[TEXT PASSAGE]
[Start of section]

And also, we are ignorant. We are living in a very advanced civilization and know many things thanks to the advancements of technology and science. But we still don’t know anything about our life and death. From the Buddhist perspective, we are still ignorant. And the darkest ignorance we have is not being aware of our own ignorance. Anxieties, greed, anger and ignorance are going through our mind everyday. However, the source of these blind passions is just one thing; it is our ego-self.
When we were born, we were all babies. We start our life as a baby. When we turn 2 or 3 years old, we start using language and start thinking. To start thinking means to start having the consciousness of “I” or “me.” We distinguish ourselves by contrasting ourselves with others. Our consciousness of “I” can exist only because there are others, which are “not I.” This is the beginning of ego-self, and the beginning of our suffering from “birth and death.” By thinking, our ego-self gradually takes form. When we were babies, we didn’t have any such ego-self. In other words, when we were babies, we were a kind of the embodiment of Life.
As we get older, we start to regard Life as belonging to us alone, and we tend to think, “This is my life,” or “This is your life.” To develop our consciousness of self, we have to contrast everything, and see everything dualistically. As we get older, we are often separated from other people, and from Life itself. And we start to regard death as our enemy, because it brings an end to “my” life. Even though Life is still living us in the same way as it was when we were babies, our consciousness totally separates us from Life, and we cannot see things as they really are.

[End of section]

Continue the Buddhist passage on ego-self and our separation from Life, picking up after its final sentence.

[INFORMATION SUPPLIED]
[Start of section]

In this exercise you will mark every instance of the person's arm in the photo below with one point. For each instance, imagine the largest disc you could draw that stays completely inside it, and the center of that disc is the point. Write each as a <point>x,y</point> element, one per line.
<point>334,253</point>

[End of section]

[WRITTEN ANSWER]
I think this separation from Life is why Sakyamuni Buddha described the location of the Pure Land as “a hundred billion buddha-fields away.” What divides Higan and Shigan is our own self-consciousness. As long as we have our ego-self, we cannot go across the ocean to Higan by our own ability.
However, at the same time, the voice from Higan is always coming toward us as the voice of “Namu Amida Butsu.” When we listen to the Nembutsu and recite it, we can appreciate Life, which is living us, even if our mind is filled with greed, anger and ignorance. Because our mind is filled with greed, anger and ignorance, the voice from Life is embodied as “Namu Amida Butsu.”
According to the Meditation Sutra, Sakyamuni Buddha asks Queen Vaidehi, “Do you know that Amida Buddha is not far from here?” In the sutra, this is the moment when the voice of Higan reaches Vaidehi’s mind through the crack of her hard-shell ego-self. Like Vaidehi, if we can hear this calling of the voice of Higan, of the words of the Buddha, we too can cross over to the other shore of enlightenment.
Thank you very much for listening. Thank you very much again for inviting me.